→ Short task
State only how many lines in the records below contain the string "ceiling", matching uppercase and lowercase exactly.

Excerpts from a pointing dataset
[Start]

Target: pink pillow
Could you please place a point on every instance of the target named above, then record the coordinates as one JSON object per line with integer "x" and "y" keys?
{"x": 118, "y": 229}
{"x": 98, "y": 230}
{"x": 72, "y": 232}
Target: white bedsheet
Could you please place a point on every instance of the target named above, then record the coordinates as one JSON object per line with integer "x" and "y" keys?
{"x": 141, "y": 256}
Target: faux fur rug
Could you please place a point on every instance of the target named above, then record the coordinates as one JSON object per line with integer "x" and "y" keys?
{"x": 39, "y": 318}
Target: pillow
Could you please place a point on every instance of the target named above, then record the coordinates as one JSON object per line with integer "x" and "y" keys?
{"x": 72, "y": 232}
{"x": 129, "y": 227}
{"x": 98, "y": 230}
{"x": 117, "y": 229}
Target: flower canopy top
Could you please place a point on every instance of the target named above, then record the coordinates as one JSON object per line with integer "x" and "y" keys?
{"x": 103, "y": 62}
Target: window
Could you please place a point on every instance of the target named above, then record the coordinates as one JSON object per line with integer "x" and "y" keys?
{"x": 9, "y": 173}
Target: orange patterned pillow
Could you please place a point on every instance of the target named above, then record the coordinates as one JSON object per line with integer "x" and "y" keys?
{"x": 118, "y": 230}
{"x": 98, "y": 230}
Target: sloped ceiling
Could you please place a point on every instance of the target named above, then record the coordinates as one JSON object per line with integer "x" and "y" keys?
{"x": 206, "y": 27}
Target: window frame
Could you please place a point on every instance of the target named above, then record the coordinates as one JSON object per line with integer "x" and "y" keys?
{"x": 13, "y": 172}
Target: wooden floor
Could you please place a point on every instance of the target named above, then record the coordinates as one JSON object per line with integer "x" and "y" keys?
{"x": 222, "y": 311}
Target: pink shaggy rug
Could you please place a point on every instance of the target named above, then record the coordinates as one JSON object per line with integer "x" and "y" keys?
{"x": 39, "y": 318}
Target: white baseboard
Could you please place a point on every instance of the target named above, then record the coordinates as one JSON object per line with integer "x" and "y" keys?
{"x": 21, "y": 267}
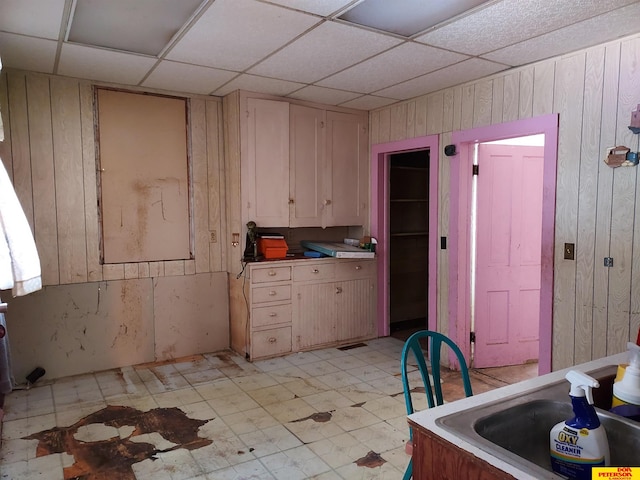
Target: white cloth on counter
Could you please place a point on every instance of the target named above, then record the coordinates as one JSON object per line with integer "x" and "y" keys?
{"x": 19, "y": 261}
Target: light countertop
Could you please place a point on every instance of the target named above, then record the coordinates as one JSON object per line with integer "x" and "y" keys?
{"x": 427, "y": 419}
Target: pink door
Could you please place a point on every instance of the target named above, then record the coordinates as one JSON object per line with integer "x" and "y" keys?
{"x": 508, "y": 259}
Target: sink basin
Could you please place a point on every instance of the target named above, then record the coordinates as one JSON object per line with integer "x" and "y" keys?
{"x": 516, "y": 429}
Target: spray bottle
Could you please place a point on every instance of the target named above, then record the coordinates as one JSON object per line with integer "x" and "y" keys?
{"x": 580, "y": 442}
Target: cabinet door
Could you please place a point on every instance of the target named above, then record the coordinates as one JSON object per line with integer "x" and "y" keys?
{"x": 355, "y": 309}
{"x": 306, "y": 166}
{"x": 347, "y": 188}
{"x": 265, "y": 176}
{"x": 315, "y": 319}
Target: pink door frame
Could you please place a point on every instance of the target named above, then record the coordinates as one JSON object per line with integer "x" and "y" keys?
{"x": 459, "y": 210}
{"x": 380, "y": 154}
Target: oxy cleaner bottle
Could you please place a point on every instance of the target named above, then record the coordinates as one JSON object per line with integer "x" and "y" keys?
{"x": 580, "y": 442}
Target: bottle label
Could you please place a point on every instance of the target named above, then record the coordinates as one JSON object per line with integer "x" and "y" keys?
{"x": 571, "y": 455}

[End]
[Start]

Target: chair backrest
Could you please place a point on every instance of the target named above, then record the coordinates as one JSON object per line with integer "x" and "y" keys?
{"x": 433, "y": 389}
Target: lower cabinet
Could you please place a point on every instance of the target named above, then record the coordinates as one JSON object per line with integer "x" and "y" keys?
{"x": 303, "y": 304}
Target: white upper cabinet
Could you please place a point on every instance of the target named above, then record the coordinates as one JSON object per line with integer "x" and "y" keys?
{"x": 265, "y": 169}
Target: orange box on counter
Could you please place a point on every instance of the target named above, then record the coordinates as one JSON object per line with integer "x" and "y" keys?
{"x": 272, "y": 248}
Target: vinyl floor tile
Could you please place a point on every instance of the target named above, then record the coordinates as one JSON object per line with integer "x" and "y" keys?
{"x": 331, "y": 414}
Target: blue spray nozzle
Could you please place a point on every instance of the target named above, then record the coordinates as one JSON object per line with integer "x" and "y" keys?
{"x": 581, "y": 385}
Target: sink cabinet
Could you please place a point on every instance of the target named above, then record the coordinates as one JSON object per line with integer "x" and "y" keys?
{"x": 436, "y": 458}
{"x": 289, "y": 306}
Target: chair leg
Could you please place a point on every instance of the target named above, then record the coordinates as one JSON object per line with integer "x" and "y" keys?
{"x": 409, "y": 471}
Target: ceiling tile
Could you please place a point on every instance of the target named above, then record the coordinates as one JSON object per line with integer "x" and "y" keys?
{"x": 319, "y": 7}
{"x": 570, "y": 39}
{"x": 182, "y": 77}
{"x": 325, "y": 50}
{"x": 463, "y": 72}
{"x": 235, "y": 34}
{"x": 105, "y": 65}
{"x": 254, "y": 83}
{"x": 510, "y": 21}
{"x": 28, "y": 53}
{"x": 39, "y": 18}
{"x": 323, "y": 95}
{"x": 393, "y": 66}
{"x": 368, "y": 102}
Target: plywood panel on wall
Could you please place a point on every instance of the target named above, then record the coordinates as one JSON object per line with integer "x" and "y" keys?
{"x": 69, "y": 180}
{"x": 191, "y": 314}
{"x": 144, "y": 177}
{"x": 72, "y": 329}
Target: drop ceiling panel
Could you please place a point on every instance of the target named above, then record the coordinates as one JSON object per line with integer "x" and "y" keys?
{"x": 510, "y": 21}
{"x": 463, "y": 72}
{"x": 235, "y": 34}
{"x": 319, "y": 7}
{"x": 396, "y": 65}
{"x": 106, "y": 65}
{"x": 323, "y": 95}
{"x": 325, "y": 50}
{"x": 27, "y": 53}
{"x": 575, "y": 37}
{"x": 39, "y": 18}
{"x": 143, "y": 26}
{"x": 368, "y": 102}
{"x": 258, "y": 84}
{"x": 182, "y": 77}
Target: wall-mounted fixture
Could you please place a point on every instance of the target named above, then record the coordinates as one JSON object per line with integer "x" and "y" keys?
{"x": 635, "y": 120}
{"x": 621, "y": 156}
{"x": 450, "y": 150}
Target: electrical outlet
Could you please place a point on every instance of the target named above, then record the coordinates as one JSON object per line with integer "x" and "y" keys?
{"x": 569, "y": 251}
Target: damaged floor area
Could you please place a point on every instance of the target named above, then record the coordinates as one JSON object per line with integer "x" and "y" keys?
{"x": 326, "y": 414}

[End]

→ The answer
3